▶ Trecho selecionado:
*-*-*

Antes de entrarmos na análise, é importante notar que estas múltiplas possibilidades de discursos identitários surgem no momento em que a identidade nacional perde sua condição privilegiada na geração de sentidos sociais, condição esta que vigorou entre o fim do século XVIII e início do XX. A globalização da economia e da tecnologia, enviesada pelo sistema capitalista sempre em expansão, não mais se atém às fronteiras do Estado-nação. Busca rompê-las, sendo tal movimento responsável tanto pela entrada em jogo de uma identidade mundial (e sua variante cultural internacional-popular), quanto pelo ressurgimento (ressignificado ou criado nos termos de um simulacro) de identidades restritas que, no momento da fundação do Estado-nação, foram oprimidas. Enfim, se de um lado a globalização enfraquece a identidade nacional – por ser restrita demais – e espalha uma cultura mundializada, de outro permite que as culturas de identidades infra ou pré-nacionais possam gerar conformações simbólicas legitimadas. O importante, contudo, é entender como estas culturas ligadas às identidades se articulam. A música brasileira exportada é um campo privilegiado para tal compreensão.

*-*-*

▶ Tarefa proposta A:
Responda com base no trecho:
(i) Entre que épocas a identidade nacional manteve sua condição privilegiada na geração de sentidos sociais?
(ii) O que a globalização da economia e da tecnologia não mais respeita?
(iii) Que campo o trecho aponta como privilegiado para entender como as culturas ligadas às identidades se articulam?

*-*-*

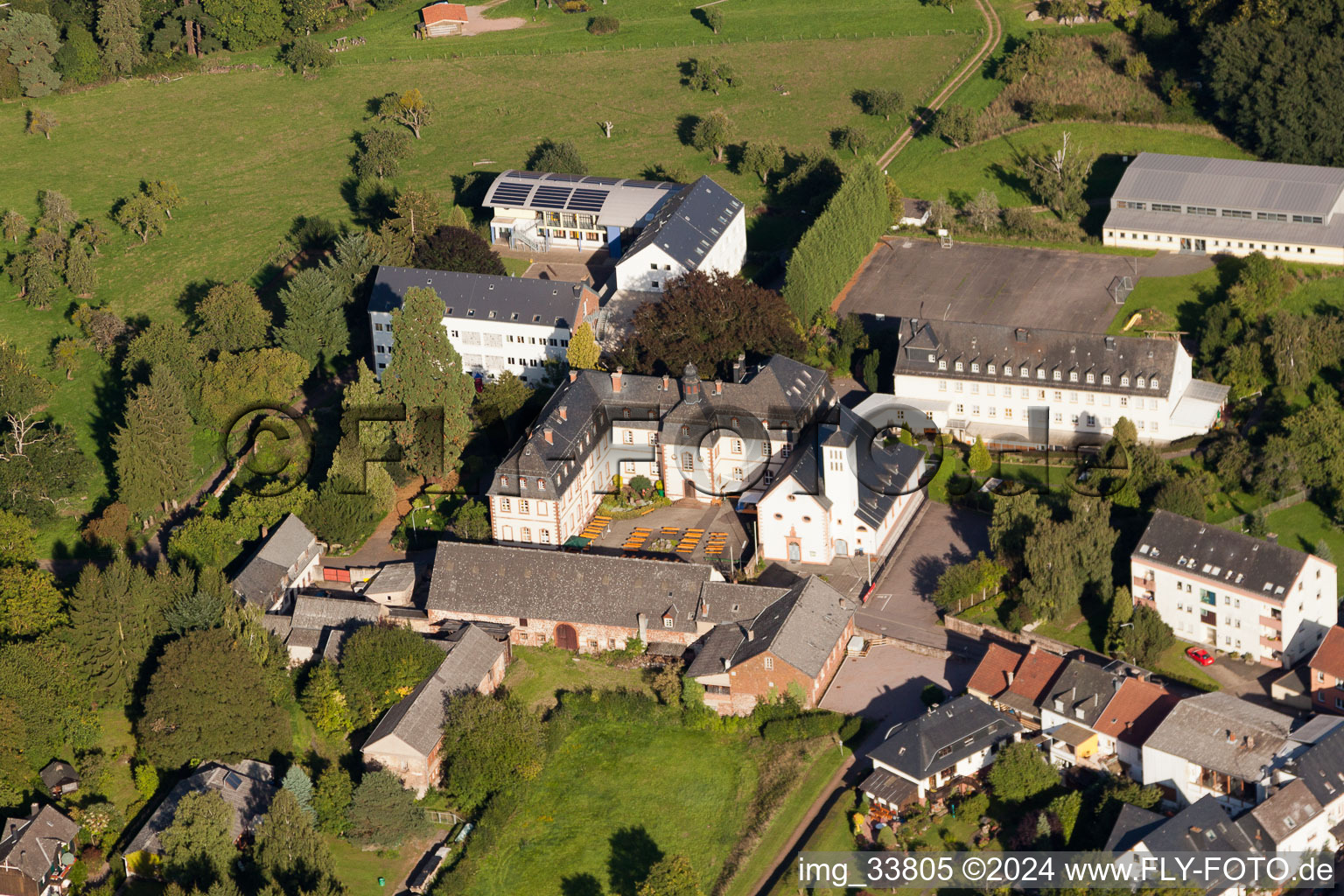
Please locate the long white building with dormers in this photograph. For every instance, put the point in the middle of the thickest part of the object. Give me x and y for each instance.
(701, 439)
(1233, 592)
(1028, 387)
(1228, 206)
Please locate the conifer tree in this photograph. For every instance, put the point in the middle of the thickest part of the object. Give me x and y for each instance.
(426, 376)
(315, 318)
(153, 446)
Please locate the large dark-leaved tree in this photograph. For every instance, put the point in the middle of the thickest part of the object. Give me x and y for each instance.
(192, 710)
(458, 248)
(709, 320)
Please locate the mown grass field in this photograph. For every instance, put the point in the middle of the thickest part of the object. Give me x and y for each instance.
(252, 150)
(606, 795)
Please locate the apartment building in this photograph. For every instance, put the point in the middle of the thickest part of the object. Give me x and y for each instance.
(1028, 387)
(496, 324)
(1231, 592)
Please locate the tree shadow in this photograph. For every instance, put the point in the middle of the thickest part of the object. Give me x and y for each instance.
(581, 886)
(686, 127)
(634, 853)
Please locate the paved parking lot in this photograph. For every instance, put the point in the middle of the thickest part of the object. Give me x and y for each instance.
(900, 606)
(999, 284)
(887, 682)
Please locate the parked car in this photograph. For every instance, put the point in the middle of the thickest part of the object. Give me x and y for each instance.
(1199, 655)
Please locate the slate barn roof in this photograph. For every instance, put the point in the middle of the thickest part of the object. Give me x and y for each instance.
(1037, 349)
(581, 413)
(800, 627)
(690, 223)
(34, 844)
(1213, 552)
(416, 720)
(964, 727)
(483, 298)
(1223, 732)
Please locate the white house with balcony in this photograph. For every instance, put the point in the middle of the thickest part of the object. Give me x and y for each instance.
(1028, 387)
(1234, 592)
(496, 324)
(1228, 206)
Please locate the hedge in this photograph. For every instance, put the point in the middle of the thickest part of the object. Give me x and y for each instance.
(837, 242)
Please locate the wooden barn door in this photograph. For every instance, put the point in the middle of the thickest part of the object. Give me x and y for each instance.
(566, 637)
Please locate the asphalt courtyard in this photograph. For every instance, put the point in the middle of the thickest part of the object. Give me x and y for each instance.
(1005, 285)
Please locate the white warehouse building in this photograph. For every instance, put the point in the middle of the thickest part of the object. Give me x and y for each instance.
(1230, 206)
(1019, 387)
(496, 324)
(1233, 592)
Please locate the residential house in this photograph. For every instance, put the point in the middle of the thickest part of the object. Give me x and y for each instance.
(584, 602)
(794, 645)
(843, 494)
(1071, 708)
(245, 786)
(441, 20)
(60, 778)
(1233, 592)
(702, 228)
(702, 439)
(1130, 717)
(408, 740)
(496, 324)
(1215, 745)
(1230, 207)
(934, 752)
(1020, 387)
(1326, 675)
(37, 853)
(288, 559)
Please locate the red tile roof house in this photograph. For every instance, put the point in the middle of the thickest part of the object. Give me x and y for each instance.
(441, 20)
(1326, 676)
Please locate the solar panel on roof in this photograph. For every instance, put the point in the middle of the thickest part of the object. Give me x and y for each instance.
(588, 200)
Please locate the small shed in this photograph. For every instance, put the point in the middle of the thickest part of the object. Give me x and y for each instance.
(60, 778)
(443, 20)
(393, 586)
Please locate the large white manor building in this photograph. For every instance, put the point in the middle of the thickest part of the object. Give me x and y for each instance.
(1030, 387)
(1230, 206)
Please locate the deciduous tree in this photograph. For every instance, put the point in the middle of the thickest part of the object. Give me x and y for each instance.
(709, 318)
(425, 375)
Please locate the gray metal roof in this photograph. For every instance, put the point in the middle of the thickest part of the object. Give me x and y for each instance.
(620, 202)
(34, 844)
(784, 391)
(800, 627)
(1213, 552)
(1231, 183)
(689, 225)
(1223, 732)
(519, 300)
(246, 786)
(944, 737)
(1037, 349)
(416, 720)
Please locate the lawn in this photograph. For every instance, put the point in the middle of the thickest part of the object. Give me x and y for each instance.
(538, 673)
(611, 800)
(1303, 527)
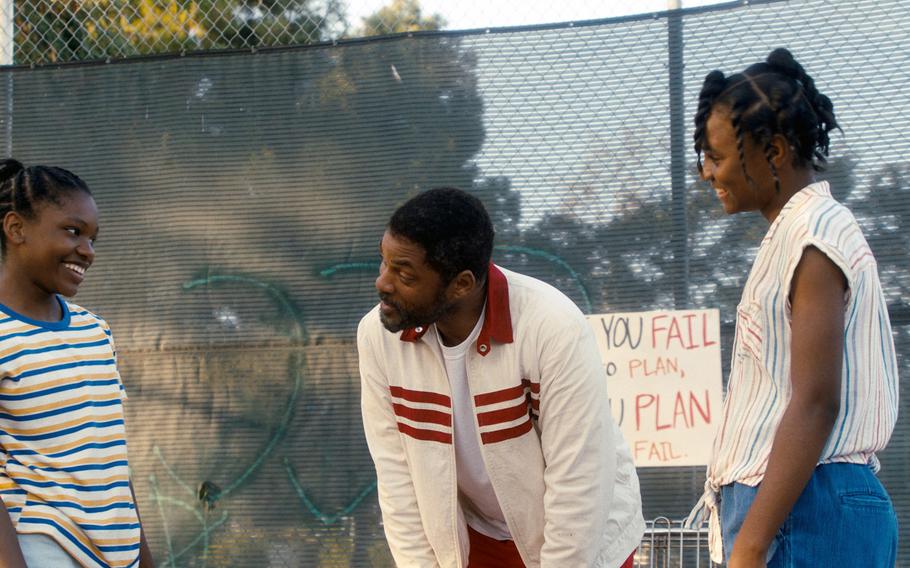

*-*-*

▶ Tarefa proposta B:
Converta em tabela Markdown, com as colunas Nº e Linha, as linhas dos registros que vão da que contém "Please locate the red" até o fim dos registros, incluindo as duas pontas. Numere as linhas em sequência, omita as linhas em branco e deixe as imagens de fora.

▶ Resolução A:
(i) Entre o fim do século XVIII e o início do XX.
(ii) As fronteiras do Estado-nação.
(iii) A música brasileira exportada.

▶ Resolução B:
| Nº | Linha |
|---|---|
| 1 | Please locate the red tile roof house in this photograph. For every instance, put the point in the middle of the thickest part of the object. Give me x and y for each instance. |
| 2 | (441, 20) |
| 3 | (1326, 676) |
| 4 | Please locate the solar panel on roof in this photograph. For every instance, put the point in the middle of the thickest part of the object. Give me x and y for each instance. |
| 5 | (588, 200) |
| 6 | Please locate the small shed in this photograph. For every instance, put the point in the middle of the thickest part of the object. Give me x and y for each instance. |
| 7 | (60, 778) |
| 8 | (443, 20) |
| 9 | (393, 586) |
| 10 | Please locate the large white manor building in this photograph. For every instance, put the point in the middle of the thickest part of the object. Give me x and y for each instance. |
| 11 | (1030, 387) |
| 12 | (1230, 206) |
| 13 | Please locate the deciduous tree in this photograph. For every instance, put the point in the middle of the thickest part of the object. Give me x and y for each instance. |
| 14 | (709, 318) |
| 15 | (425, 375) |
| 16 | Please locate the gray metal roof in this photograph. For every instance, put the point in the middle of the thickest part of the object. Give me x and y for each instance. |
| 17 | (620, 202) |
| 18 | (34, 844) |
| 19 | (784, 391) |
| 20 | (800, 627) |
| 21 | (1213, 552) |
| 22 | (1231, 183) |
| 23 | (689, 225) |
| 24 | (1223, 732) |
| 25 | (519, 300) |
| 26 | (246, 786) |
| 27 | (944, 737) |
| 28 | (1037, 349) |
| 29 | (416, 720) |
| 30 | Please locate the lawn in this photograph. For every instance, put the point in the middle of the thickest part of the object. Give me x and y for each instance. |
| 31 | (538, 673) |
| 32 | (611, 800) |
| 33 | (1303, 527) |